— Start of Working data —

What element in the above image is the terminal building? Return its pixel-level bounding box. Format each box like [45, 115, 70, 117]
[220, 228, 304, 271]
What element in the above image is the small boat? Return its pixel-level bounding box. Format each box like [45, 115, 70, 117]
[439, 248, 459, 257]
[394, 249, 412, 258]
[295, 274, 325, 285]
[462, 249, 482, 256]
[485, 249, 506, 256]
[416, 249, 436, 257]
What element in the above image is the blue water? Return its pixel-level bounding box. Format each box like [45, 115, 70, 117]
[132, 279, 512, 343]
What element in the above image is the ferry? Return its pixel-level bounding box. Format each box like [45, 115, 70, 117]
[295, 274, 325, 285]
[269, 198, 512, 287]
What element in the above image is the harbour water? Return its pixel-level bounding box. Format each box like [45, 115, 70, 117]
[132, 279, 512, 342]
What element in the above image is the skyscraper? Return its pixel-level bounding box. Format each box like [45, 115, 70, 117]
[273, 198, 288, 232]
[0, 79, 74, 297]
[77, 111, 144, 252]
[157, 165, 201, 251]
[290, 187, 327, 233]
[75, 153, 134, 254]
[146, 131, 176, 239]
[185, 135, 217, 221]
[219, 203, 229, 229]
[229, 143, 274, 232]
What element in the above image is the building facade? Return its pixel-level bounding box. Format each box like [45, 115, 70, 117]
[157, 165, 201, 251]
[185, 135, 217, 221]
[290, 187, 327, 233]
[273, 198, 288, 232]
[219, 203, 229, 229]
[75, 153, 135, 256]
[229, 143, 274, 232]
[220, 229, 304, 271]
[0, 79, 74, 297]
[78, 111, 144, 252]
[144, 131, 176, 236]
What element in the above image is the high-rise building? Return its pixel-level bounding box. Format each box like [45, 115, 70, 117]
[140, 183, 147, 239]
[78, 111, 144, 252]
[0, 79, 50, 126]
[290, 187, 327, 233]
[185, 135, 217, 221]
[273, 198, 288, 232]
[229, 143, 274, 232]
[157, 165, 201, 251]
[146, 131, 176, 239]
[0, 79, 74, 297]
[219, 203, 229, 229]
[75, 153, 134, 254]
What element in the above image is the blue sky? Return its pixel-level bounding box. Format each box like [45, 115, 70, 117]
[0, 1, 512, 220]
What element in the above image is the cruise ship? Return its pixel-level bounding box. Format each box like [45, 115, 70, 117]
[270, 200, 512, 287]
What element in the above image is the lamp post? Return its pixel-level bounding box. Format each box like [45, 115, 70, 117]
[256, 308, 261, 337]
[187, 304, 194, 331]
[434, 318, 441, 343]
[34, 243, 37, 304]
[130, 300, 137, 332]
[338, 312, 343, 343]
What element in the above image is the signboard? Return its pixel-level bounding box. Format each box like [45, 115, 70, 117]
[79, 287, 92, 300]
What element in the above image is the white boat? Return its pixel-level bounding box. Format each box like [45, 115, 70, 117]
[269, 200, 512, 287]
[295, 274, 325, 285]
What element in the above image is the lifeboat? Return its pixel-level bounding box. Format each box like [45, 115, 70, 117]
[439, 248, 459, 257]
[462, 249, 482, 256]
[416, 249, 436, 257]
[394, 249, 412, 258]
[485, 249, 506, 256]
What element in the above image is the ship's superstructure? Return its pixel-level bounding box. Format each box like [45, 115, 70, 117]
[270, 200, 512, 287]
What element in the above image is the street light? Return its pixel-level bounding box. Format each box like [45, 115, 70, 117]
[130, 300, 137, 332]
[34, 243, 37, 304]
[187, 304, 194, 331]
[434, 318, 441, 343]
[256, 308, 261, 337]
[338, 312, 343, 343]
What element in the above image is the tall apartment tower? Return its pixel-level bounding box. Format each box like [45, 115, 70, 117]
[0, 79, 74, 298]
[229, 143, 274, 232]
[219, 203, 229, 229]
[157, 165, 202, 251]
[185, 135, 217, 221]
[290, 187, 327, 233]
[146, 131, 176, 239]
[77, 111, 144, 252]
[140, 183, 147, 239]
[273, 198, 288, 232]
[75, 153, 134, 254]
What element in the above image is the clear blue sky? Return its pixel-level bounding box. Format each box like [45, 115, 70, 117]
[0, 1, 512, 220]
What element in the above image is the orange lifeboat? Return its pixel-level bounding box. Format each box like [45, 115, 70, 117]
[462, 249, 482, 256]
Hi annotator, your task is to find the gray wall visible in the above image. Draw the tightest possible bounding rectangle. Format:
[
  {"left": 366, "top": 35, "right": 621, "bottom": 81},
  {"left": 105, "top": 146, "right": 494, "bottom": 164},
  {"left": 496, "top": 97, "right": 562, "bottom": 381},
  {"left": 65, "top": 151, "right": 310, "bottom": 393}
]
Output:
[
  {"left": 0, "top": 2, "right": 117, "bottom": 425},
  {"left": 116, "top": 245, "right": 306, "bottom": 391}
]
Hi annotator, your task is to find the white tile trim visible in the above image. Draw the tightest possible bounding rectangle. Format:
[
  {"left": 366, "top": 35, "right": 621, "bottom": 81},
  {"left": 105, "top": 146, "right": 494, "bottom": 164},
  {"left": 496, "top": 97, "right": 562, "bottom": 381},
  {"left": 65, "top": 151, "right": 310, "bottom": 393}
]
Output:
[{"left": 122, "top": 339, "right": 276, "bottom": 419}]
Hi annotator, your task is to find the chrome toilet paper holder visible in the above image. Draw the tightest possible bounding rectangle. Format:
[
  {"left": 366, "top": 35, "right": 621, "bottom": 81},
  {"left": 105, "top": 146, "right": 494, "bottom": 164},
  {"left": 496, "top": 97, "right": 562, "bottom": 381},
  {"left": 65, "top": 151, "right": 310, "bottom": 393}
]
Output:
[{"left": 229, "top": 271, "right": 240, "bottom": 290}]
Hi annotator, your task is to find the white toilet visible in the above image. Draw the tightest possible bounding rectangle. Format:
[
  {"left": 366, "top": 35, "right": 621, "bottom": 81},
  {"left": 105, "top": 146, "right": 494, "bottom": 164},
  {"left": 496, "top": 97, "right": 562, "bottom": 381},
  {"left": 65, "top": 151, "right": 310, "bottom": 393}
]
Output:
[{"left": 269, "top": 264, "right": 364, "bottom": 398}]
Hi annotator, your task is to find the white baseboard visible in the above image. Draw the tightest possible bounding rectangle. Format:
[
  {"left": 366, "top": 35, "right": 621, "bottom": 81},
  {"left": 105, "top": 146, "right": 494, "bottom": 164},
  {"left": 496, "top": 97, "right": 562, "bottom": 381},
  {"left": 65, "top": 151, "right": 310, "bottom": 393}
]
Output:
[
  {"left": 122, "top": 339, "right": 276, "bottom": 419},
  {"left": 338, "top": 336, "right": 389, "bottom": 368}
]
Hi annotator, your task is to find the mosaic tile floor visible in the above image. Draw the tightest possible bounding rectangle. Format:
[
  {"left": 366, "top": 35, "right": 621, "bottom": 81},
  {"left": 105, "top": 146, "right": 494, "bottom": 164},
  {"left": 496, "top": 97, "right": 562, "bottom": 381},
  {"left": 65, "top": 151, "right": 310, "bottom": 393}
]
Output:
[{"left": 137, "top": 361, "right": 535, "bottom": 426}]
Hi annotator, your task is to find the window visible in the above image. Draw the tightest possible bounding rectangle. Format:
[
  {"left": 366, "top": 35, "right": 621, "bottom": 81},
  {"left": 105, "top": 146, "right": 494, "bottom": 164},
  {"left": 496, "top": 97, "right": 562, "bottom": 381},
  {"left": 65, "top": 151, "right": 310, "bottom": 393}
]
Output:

— End of Working data —

**Set problem**. Rewrite the records above, replacing every "tightest possible" with "smallest possible" and keeping everything else unchanged.

**Exercise result**.
What element in the above image is the terminal building? Return its pixel-level bounding box. Format each box like [45, 115, 70, 117]
[220, 228, 304, 271]
What element in the above image is the small boat? Return its pixel-level bounding box. Format each box like [45, 115, 70, 117]
[439, 248, 459, 257]
[394, 249, 412, 258]
[295, 274, 325, 285]
[462, 249, 482, 256]
[485, 249, 506, 256]
[416, 249, 436, 257]
What element in the above image is the blue water? Return its pixel-level bounding box. Format each box like [45, 115, 70, 117]
[132, 279, 512, 343]
What element in the above image is the ferry? Return its pixel-level bounding box. Format each box like [45, 115, 70, 117]
[295, 274, 325, 285]
[269, 198, 512, 287]
What element in the above image is the harbour water? Return its pixel-level bounding box. Format each box like [45, 115, 70, 117]
[132, 279, 512, 342]
What element in the above image is the skyscraper? Return its pixel-level bounding box. Format each box like [45, 115, 70, 117]
[273, 198, 288, 232]
[0, 79, 74, 297]
[77, 111, 144, 252]
[157, 165, 201, 251]
[290, 187, 327, 233]
[75, 153, 134, 254]
[146, 131, 176, 239]
[185, 135, 217, 221]
[219, 203, 229, 229]
[229, 143, 274, 232]
What element in the above image is the building facade? Return its pixel-level bounding box. Format each box like [45, 115, 70, 117]
[157, 165, 201, 251]
[185, 135, 217, 221]
[290, 187, 327, 233]
[273, 198, 288, 232]
[219, 203, 229, 229]
[75, 153, 135, 256]
[229, 143, 274, 232]
[220, 229, 304, 271]
[0, 79, 74, 297]
[78, 111, 144, 252]
[144, 131, 176, 236]
What element in the above image is the high-rise building? Return its pixel-level bounding box. Format each box like [45, 115, 70, 117]
[140, 183, 147, 239]
[78, 111, 144, 252]
[0, 79, 50, 126]
[290, 187, 327, 233]
[185, 135, 217, 221]
[273, 198, 288, 232]
[229, 143, 274, 232]
[157, 165, 201, 251]
[146, 131, 176, 239]
[0, 79, 74, 297]
[219, 203, 229, 229]
[75, 153, 134, 254]
What element in the above image is the blue sky? Return its pixel-level bounding box. Format each box like [45, 115, 70, 117]
[0, 1, 512, 220]
What element in the above image is the cruise ship? Return its pixel-level bounding box. Format each box like [45, 115, 70, 117]
[270, 200, 512, 287]
What element in the above image is the lamp post? Return its pixel-level bounding box. Format each box like [45, 115, 70, 117]
[256, 308, 261, 337]
[187, 304, 194, 331]
[434, 318, 441, 343]
[34, 243, 37, 304]
[130, 300, 137, 332]
[338, 312, 343, 343]
What element in the above image is the signboard? Return its pixel-level bounding box. Format each box like [45, 115, 70, 117]
[79, 287, 92, 300]
What element in the above image is the white boat? Return its pixel-level bounding box. Format each box like [45, 115, 70, 117]
[269, 200, 512, 287]
[295, 274, 325, 285]
What element in the above image is the lifeboat? Return its pixel-level bounding box. Format each box like [45, 115, 70, 117]
[439, 248, 459, 257]
[462, 249, 482, 256]
[416, 249, 436, 257]
[394, 249, 412, 258]
[485, 249, 506, 256]
What element in the above image is the ship's superstructure? Return its pixel-level bounding box. Format each box like [45, 115, 70, 117]
[270, 200, 512, 287]
What element in the above image is the street light? Return its pixel-level bounding box. Format each box like [45, 115, 70, 117]
[130, 300, 137, 332]
[34, 243, 37, 304]
[187, 304, 194, 331]
[434, 318, 441, 343]
[256, 308, 261, 337]
[338, 312, 343, 343]
What element in the above image is the tall apartment tower? Return its pixel-level bounding box. Format each box like [45, 115, 70, 117]
[0, 79, 74, 298]
[229, 143, 274, 232]
[219, 203, 229, 229]
[157, 165, 202, 251]
[185, 135, 217, 221]
[290, 187, 327, 233]
[146, 131, 176, 239]
[77, 111, 144, 252]
[140, 183, 147, 239]
[273, 198, 288, 232]
[75, 153, 134, 254]
What element in the above image is the clear blue sky? Return its pixel-level bounding box. Format each box like [45, 115, 70, 117]
[0, 1, 512, 220]
What element in the above image is the orange lifeboat? Return its pixel-level bounding box. Format each box like [45, 115, 70, 117]
[462, 249, 482, 256]
Hi annotator, your task is to find the gray wall visible in the above image. Draw the smallest possible bounding rectangle. Format:
[
  {"left": 366, "top": 35, "right": 621, "bottom": 81},
  {"left": 105, "top": 146, "right": 494, "bottom": 164},
  {"left": 496, "top": 97, "right": 562, "bottom": 381},
  {"left": 65, "top": 151, "right": 310, "bottom": 393}
]
Output:
[
  {"left": 0, "top": 2, "right": 117, "bottom": 425},
  {"left": 116, "top": 245, "right": 306, "bottom": 391}
]
Hi annotator, your task is to find the white tile trim visible in the above image. Draw the smallest possible bounding rectangle. Format:
[
  {"left": 366, "top": 35, "right": 621, "bottom": 81},
  {"left": 105, "top": 146, "right": 494, "bottom": 164},
  {"left": 496, "top": 97, "right": 562, "bottom": 381},
  {"left": 65, "top": 151, "right": 310, "bottom": 393}
]
Output:
[{"left": 122, "top": 339, "right": 276, "bottom": 419}]
Hi annotator, your task is to find the chrome toilet paper holder visible in the above image. Draw the smallest possible bounding rectangle. Format:
[
  {"left": 366, "top": 35, "right": 621, "bottom": 81},
  {"left": 105, "top": 146, "right": 494, "bottom": 164},
  {"left": 496, "top": 97, "right": 562, "bottom": 381},
  {"left": 65, "top": 151, "right": 310, "bottom": 393}
]
Output:
[{"left": 229, "top": 271, "right": 240, "bottom": 290}]
Hi annotator, your task is to find the white toilet visible in the above image. Draw the smallest possible bounding rectangle. Format:
[
  {"left": 366, "top": 35, "right": 621, "bottom": 81},
  {"left": 105, "top": 146, "right": 494, "bottom": 164},
  {"left": 496, "top": 97, "right": 562, "bottom": 381},
  {"left": 65, "top": 151, "right": 310, "bottom": 393}
]
Output:
[{"left": 269, "top": 264, "right": 364, "bottom": 398}]
Hi annotator, your task is to find the white baseboard visible in the above image. Draw the smallest possible bounding rectangle. Format:
[
  {"left": 366, "top": 35, "right": 621, "bottom": 81},
  {"left": 105, "top": 146, "right": 494, "bottom": 164},
  {"left": 496, "top": 97, "right": 562, "bottom": 381},
  {"left": 65, "top": 151, "right": 310, "bottom": 393}
]
Output:
[
  {"left": 122, "top": 339, "right": 276, "bottom": 419},
  {"left": 338, "top": 336, "right": 389, "bottom": 368}
]
Hi annotator, your task is to find the mosaic tile floor visible in the above image. Draw the smallest possible bounding rectangle. Format:
[
  {"left": 366, "top": 35, "right": 621, "bottom": 81},
  {"left": 105, "top": 146, "right": 494, "bottom": 164},
  {"left": 496, "top": 97, "right": 562, "bottom": 381},
  {"left": 65, "top": 151, "right": 310, "bottom": 393}
]
Output:
[{"left": 137, "top": 361, "right": 535, "bottom": 426}]
Hi annotator, your task is to find the window visible in the above image. Draw the smallest possible bounding rectangle. Format:
[
  {"left": 366, "top": 35, "right": 621, "bottom": 81},
  {"left": 105, "top": 146, "right": 494, "bottom": 164},
  {"left": 496, "top": 97, "right": 562, "bottom": 381},
  {"left": 65, "top": 151, "right": 310, "bottom": 393}
]
Output:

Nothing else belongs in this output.